◆ **MATERIAL FOR THE TASK**:
+++
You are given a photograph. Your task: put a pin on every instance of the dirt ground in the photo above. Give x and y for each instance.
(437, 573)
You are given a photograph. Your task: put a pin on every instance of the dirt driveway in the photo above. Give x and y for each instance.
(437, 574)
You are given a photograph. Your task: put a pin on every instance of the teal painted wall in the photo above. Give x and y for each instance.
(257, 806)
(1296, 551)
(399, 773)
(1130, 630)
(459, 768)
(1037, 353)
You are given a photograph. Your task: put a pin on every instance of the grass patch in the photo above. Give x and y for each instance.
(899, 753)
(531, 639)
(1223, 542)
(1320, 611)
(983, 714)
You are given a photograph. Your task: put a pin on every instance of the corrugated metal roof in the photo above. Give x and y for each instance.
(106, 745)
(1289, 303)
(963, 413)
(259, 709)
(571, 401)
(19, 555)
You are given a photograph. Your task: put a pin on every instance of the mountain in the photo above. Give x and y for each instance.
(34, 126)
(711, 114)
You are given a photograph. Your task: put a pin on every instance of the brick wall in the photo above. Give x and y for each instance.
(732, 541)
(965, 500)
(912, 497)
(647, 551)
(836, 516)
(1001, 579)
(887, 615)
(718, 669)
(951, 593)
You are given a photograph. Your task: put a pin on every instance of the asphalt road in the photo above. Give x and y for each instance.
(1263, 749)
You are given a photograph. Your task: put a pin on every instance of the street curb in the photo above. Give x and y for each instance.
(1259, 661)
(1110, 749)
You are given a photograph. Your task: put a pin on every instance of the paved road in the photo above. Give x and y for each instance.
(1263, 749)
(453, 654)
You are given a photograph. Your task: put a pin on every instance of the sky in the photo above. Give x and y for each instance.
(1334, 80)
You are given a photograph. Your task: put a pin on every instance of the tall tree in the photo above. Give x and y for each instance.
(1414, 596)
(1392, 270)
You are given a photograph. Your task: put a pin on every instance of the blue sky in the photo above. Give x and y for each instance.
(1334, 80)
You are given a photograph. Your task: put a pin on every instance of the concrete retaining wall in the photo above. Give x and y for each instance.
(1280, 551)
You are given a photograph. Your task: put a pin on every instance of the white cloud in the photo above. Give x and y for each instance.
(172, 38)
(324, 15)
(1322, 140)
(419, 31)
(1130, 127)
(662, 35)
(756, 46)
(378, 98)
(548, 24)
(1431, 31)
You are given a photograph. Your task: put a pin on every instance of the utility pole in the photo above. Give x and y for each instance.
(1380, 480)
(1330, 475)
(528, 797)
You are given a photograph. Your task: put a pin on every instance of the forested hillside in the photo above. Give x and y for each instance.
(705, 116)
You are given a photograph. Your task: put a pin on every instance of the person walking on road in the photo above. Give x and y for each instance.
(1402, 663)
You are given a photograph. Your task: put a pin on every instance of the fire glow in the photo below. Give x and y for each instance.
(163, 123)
+++
Lay out the listing above as a JSON array of strings, one string per line, with blank lines left out.

[
  "You are given a photograph. Your task: put a pin on every instance of the dirt ground in the photo above. Give x and y for each instance.",
  "(437, 573)",
  "You are given a photograph. Your task: put a pin on every instance of the dirt driveway in the photo above. Give x and y for each instance.",
  "(437, 574)",
  "You are given a photograph. Your task: put a pin on every instance of the teal painted wall in the photo above. Give x and y for each instance.",
  "(257, 806)",
  "(1296, 551)",
  "(399, 773)",
  "(1130, 630)",
  "(459, 768)",
  "(1037, 353)",
  "You are given a photograph. Your task: put a pin on every instance of the grass patch in the photo above. Give x and y for each instance.",
  "(899, 753)",
  "(531, 639)",
  "(1223, 542)",
  "(1320, 611)",
  "(983, 714)",
  "You are given a photograph. Your task: put a pin on every instance of the corrugated metal roof in the photo above. Give x and y for each instance.",
  "(106, 745)",
  "(1289, 303)",
  "(963, 413)",
  "(259, 709)",
  "(571, 401)",
  "(19, 555)",
  "You are given a photograph. Your task: put a pin on every instance of the mountain in the photo above. Give x and y for each instance.",
  "(34, 126)",
  "(711, 114)",
  "You are given a photograph. Your task: put a pin on every instance of the brick wall in the photo above. Give x and y for each instance.",
  "(732, 541)",
  "(965, 500)",
  "(912, 497)",
  "(647, 551)",
  "(836, 516)",
  "(1001, 579)",
  "(887, 615)",
  "(718, 669)",
  "(951, 593)",
  "You are given a photograph. Your task: put a pin on every instance of the asphalt road in the photo above. Give x and y for each instance.",
  "(1263, 749)",
  "You are given a photograph. Your task: put a pin on every instance of the street curb in the photo above. Give x and y for each instance.",
  "(1259, 661)",
  "(1110, 749)",
  "You are given a photograph. Your task: put a pin on every instance of the paved road in the photo above. Give x and y for each instance.",
  "(1263, 749)",
  "(453, 654)",
  "You are given a photograph. Your task: put a pin on every instance of the sky in the photo above. Give x and y for each instance.",
  "(1334, 80)",
  "You are given a photograph. Your task: put a pin on every instance of the tall tree in the photo above. Give x and y for each instance.",
  "(1414, 596)",
  "(1392, 270)",
  "You are given a photograph. Your task: put a pin on every instance of the blue sky in the photo above. Give x and y for each instance.",
  "(1334, 80)",
  "You are given a photograph. Your task: put a pin on every instance of the concrete retaining wall in the photo above. Give x and y for each instance.",
  "(1280, 551)",
  "You are given a photograph. Your task: put a pin on every instance of the white cloud in the photo above. Give x and y for each instance.",
  "(172, 38)",
  "(324, 15)",
  "(1322, 140)",
  "(419, 31)",
  "(1130, 127)",
  "(662, 35)",
  "(756, 46)",
  "(378, 98)",
  "(548, 24)",
  "(1431, 31)",
  "You are given a photograph. Your task: put a pin on every instance of the utility pole in the photo above. Give x and y for each instance.",
  "(1380, 480)",
  "(1330, 475)",
  "(528, 797)",
  "You are given a photograph. Your task: put a pin on every instance of the forested hillside in the photo above. Give x and y for each instance.",
  "(705, 116)",
  "You are given a photograph. Your task: put a pin on every instance of the person walking on road in the photo above. Give x and y for each instance.",
  "(1402, 663)",
  "You are given a photograph. Your task: put a pin on every instance of the fire glow in the photo below. Give x and y for each instance.",
  "(163, 123)"
]